• [The data]:
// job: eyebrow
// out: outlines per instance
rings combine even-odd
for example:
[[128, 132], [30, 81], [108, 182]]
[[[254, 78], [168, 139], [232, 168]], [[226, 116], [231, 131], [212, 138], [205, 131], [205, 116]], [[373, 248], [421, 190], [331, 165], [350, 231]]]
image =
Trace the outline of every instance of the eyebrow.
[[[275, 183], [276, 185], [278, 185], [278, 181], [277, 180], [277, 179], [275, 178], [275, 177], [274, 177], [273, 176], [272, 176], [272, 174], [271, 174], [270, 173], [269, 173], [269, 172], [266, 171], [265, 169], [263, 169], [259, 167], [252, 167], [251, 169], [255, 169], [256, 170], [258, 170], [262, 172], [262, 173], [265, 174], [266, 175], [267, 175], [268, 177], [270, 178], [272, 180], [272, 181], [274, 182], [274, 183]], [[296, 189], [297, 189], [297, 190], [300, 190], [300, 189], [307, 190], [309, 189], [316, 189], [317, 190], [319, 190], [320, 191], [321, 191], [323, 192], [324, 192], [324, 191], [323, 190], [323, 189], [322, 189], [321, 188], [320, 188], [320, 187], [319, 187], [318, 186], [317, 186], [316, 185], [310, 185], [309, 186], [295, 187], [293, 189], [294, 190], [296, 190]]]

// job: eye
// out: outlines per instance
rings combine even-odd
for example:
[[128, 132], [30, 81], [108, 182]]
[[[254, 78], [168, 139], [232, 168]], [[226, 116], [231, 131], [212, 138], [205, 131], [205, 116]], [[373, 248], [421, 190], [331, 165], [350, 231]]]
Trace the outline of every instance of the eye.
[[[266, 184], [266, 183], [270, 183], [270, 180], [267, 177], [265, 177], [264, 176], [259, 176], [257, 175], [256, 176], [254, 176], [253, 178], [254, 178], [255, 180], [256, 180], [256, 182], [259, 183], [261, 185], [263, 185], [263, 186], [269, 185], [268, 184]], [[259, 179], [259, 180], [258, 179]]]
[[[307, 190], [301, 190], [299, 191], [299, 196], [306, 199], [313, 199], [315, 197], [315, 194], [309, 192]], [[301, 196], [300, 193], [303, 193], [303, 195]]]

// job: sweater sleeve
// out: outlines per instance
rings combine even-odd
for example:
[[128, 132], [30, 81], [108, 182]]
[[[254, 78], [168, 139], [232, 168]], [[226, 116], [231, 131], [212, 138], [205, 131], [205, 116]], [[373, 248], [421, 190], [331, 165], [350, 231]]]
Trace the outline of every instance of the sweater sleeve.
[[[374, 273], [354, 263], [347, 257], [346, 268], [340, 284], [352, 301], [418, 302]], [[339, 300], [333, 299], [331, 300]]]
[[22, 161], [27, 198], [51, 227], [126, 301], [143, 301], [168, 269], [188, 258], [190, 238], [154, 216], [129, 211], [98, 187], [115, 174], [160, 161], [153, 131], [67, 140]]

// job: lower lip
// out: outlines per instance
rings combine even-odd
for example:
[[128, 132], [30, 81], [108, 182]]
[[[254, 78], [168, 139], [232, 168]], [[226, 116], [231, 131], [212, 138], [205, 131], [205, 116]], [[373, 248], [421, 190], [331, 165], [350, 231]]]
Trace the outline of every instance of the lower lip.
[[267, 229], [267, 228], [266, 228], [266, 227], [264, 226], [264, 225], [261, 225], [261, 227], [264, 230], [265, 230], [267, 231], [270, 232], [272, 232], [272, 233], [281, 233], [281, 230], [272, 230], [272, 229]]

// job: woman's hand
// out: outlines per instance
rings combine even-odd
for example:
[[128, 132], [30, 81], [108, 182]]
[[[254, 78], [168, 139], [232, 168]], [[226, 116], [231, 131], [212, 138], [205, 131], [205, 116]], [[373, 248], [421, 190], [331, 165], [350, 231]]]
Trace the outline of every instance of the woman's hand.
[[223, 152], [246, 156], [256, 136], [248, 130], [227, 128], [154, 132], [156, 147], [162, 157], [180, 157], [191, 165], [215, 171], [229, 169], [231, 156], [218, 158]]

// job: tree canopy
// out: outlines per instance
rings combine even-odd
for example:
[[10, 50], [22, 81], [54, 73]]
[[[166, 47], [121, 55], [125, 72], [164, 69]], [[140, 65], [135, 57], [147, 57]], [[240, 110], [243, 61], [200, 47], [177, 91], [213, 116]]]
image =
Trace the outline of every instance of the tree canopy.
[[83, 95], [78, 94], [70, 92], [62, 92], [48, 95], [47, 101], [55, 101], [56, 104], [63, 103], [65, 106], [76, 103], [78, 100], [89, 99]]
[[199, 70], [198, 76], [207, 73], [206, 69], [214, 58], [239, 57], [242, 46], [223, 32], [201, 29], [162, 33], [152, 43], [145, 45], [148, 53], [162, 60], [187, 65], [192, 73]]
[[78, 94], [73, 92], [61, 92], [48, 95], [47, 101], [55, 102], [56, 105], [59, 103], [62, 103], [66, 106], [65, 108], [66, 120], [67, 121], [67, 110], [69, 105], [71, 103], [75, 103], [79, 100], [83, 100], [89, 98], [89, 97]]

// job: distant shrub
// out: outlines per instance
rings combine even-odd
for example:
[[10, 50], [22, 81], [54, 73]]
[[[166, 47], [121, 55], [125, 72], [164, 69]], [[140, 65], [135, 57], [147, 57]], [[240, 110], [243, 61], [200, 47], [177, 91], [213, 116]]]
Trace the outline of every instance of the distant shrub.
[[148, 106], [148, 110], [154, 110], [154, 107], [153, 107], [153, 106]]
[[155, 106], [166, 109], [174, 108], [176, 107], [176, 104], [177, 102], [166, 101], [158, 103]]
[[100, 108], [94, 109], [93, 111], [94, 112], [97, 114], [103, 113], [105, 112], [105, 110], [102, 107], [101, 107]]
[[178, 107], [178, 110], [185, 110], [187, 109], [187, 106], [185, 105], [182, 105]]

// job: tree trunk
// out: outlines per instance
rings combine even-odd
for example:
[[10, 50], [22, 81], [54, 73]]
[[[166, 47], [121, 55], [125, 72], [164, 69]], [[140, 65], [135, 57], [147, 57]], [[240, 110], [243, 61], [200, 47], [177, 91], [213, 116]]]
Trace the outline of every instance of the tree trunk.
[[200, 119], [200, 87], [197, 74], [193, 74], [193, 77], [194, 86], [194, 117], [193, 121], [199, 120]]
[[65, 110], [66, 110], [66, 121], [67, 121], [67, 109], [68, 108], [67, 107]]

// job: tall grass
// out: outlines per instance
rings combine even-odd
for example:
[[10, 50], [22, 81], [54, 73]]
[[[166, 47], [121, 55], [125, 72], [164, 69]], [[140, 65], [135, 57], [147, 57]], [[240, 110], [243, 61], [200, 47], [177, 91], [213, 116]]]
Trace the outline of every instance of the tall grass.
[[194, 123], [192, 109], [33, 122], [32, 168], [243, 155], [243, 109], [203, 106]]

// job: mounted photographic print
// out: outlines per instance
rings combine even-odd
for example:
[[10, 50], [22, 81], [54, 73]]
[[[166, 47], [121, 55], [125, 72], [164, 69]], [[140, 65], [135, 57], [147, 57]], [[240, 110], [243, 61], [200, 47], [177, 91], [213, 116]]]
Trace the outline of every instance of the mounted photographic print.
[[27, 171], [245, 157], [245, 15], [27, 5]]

• [Do this]: Output the lines from the line with "job: tall grass" to the line with "109], [203, 106]]", both included, exactly as they appear in the records, and nothing else.

• [Result of this exercise]:
// job: tall grass
// out: outlines per instance
rings combine even-odd
for example:
[[10, 50], [22, 81], [54, 73]]
[[[166, 47], [121, 55], [125, 72], [164, 69]], [[140, 65], [135, 57], [147, 57]], [[240, 110], [243, 61], [200, 47], [177, 91], [213, 116]]]
Trace the outline of every instance of the tall grass.
[[194, 123], [192, 109], [33, 122], [32, 168], [243, 155], [243, 109], [203, 106]]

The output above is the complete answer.